■ **Page text**

——

Dunstan in the East, churches destroyed in the Blitz
So, visit Dunstan in the East: go on – off you go. It is special, and an oasis (you know how I love clichés) amidst the hustle and bustle of the City.  Check before making a special trip, however, because it is hired out for events and still used for the occasional service.

Dunstan in the East, Walkie Talkie

34 thoughts on “Dunstan in the East”

  1. An excellent use for a bombed church. I love your first photo and also the one with the plants festooning the tracery. My father was a novice friar (he left the friary before taking his final vows) and was given the name Dunstan. He lived at Hilfield Friary near Cerne Abbas and it was interesting for us children to hear our Dad (whose name was Leslie) being called Dunstan when we visited.

  2. I think it is great to have kept the ruins and turned it into a garden for “public” use rather than bulldoze it and build another tower.

  3. That’s one I missed when I lived in London. St Dunstan was the patron saint of goldsmiths. I’m not entirely sure why, since he was a silversmith.

      1. I researched it because I wanted to know which saint a goldsmith’s wife would call out to for help. Although St Elegius has a more dramatic name, he was French, which wouldn’t do. So it’s St Dunstan who gets the poor woman’s prayers.

  4. Oh, come on, Mike – the rest of the story, please! Dunstan found the king in bed, and then, what? Gee!!

    Anyway, my immediate impression of the first photo was, what a lovely, cool and green spot. No wonder it’s popular. Thanks for sharing.

  5. An oasis…one should never be afraid to use the perfect word!
    I haven’t seen this yet but I do know about it! Hope to get there one day!

  6. Now that’s what I call a garden ornament! Better than a gnome any day. A romantic ruin in the Victorian style. Pity about the giant speaker box (computer tower?) looming over it in the last shot.

  7. In its middle Eastern origins, a walled enclosure – usually the construct for a garden in arid climates – is the source of our word paradise. Using the remains of a church as walled garden enclosure seems totally appropriate. Even better, in my view, would be to build it that way in the first place – but that’s just me. Thanks for the glimpse of a small paradise.

  8. How did we miss this when we stayed near Tower Hill in 2014? We did visit another church like this near the museum of London. Can’t recall the name but there were memorials to heroes there if memory serves me.

  9. Hi Mike – so much to explore in and around London … on top of that you’re giving us a quick tip where to go and visit a few places … lots to see. Love the idea of this – but yes the whole group taking up all the benches is a bit much … Interesting to read about him. Cheers Hilary

  10. Very interesting. I found a bombed out church in Liverpool that was not rebuilt but turned into a garden and place for special occasions like weddings. I found it very tranquil and could still smell the burnt timbers, or was that my imagination.

——

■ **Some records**

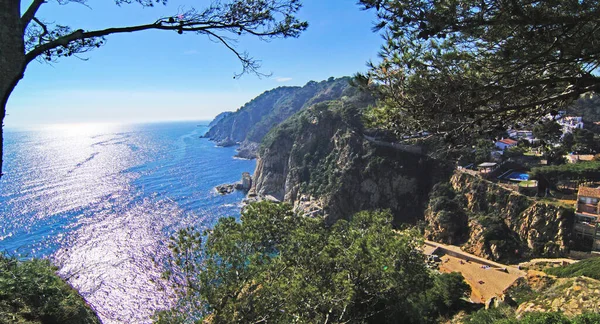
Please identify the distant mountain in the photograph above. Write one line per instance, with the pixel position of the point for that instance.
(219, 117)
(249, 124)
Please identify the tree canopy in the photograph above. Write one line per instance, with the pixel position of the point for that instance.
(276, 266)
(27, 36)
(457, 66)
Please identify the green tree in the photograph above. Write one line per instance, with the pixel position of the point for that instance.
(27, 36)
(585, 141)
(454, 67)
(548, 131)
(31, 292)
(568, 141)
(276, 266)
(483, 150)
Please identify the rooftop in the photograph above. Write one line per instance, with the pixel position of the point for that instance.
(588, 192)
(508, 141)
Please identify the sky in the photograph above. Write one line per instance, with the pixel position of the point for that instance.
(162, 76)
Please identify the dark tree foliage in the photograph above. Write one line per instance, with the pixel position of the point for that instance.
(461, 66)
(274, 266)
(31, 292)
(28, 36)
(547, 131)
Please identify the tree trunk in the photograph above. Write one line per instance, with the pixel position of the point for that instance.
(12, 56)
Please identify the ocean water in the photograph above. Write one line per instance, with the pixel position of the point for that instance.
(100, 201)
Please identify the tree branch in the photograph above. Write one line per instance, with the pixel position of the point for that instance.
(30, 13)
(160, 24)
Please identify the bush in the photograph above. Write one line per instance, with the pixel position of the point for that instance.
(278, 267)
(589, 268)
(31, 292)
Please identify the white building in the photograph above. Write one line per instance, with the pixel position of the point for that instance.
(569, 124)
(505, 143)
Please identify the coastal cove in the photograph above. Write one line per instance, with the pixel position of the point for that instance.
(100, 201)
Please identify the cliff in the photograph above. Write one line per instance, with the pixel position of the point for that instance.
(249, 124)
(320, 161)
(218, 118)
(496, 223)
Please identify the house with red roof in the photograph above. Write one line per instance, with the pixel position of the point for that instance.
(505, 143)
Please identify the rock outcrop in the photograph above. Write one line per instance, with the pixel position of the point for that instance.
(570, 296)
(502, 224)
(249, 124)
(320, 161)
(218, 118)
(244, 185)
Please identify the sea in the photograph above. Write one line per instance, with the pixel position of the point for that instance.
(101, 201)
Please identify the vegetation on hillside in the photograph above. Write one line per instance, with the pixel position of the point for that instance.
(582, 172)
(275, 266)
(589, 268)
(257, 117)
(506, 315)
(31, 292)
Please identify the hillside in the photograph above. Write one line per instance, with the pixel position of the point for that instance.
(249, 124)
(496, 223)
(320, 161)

——

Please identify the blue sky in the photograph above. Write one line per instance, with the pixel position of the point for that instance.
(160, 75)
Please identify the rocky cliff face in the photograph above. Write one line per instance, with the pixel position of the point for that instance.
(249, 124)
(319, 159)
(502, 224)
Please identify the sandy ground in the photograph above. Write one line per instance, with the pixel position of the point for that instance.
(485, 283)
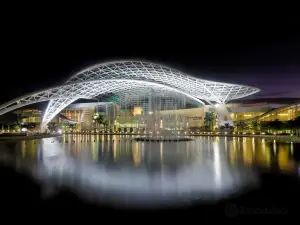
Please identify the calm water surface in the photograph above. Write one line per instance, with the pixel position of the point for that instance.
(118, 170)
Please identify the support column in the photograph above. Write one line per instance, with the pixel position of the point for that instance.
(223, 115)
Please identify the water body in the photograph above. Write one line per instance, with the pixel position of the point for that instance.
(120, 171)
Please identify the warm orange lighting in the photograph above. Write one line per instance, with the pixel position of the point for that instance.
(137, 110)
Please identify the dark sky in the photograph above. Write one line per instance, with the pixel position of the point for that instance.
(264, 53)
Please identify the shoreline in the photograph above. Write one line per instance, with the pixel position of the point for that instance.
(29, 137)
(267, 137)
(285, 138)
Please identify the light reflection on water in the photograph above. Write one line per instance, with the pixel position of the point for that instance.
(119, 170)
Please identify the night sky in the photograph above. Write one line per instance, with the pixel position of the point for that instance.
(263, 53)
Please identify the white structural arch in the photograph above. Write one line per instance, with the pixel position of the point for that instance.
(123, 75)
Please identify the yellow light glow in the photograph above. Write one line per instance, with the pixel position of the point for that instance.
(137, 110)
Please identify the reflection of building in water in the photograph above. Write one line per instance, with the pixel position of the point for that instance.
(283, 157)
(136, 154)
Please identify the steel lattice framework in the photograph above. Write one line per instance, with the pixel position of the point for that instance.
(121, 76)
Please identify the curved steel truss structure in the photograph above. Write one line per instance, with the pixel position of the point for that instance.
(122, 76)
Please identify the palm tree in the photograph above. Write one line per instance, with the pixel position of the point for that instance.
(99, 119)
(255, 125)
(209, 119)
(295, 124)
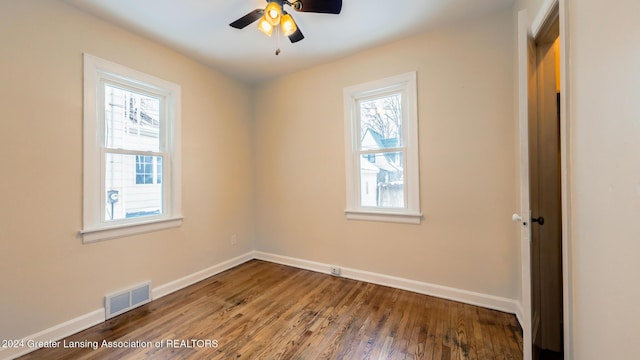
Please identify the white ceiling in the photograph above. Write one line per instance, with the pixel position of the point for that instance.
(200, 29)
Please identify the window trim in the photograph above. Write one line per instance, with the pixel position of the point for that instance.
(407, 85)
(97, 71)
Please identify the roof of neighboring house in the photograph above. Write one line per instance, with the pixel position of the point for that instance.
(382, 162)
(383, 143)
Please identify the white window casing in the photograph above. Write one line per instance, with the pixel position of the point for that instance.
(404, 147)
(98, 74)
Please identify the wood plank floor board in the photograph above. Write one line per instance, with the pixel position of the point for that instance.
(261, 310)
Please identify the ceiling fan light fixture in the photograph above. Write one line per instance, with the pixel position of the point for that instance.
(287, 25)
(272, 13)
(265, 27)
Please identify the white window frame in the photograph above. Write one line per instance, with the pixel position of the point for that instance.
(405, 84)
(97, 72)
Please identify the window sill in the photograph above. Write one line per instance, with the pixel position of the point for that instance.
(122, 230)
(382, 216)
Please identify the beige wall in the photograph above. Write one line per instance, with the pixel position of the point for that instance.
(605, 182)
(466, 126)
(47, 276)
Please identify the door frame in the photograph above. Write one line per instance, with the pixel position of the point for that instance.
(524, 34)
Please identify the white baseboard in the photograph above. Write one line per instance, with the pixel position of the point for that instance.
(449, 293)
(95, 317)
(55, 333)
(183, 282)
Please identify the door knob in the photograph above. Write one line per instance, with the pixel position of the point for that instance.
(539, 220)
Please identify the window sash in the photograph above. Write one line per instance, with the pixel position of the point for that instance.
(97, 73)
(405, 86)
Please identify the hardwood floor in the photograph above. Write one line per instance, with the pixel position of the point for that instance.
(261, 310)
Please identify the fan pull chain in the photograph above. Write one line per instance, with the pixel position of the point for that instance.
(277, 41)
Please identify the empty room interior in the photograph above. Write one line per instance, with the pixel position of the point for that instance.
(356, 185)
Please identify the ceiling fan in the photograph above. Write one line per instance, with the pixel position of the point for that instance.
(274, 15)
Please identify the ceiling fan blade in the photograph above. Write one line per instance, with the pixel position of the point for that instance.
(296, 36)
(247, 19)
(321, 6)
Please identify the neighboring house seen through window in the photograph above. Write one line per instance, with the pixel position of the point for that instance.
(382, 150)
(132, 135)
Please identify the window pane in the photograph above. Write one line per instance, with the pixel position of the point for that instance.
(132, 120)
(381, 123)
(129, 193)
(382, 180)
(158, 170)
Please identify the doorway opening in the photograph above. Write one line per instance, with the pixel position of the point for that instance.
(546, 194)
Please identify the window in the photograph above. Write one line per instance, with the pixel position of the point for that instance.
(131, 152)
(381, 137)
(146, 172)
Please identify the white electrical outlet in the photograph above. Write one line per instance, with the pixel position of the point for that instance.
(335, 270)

——

■ **Task**
Reproduce the page text from "6. Now that’s" to "memory serves me.", changing "gnome" to "flamingo".

■ **Answer in full**
6. Now that’s what I call a garden ornament! Better than a flamingo any day. A romantic ruin in the Victorian style. Pity about the giant speaker box (computer tower?) looming over it in the last shot.

  7. In its middle Eastern origins, a walled enclosure – usually the construct for a garden in arid climates – is the source of our word paradise. Using the remains of a church as walled garden enclosure seems totally appropriate. Even better, in my view, would be to build it that way in the first place – but that’s just me. Thanks for the glimpse of a small paradise.

  8. How did we miss this when we stayed near Tower Hill in 2014? We did visit another church like this near the museum of London. Can’t recall the name but there were memorials to heroes there if memory serves me.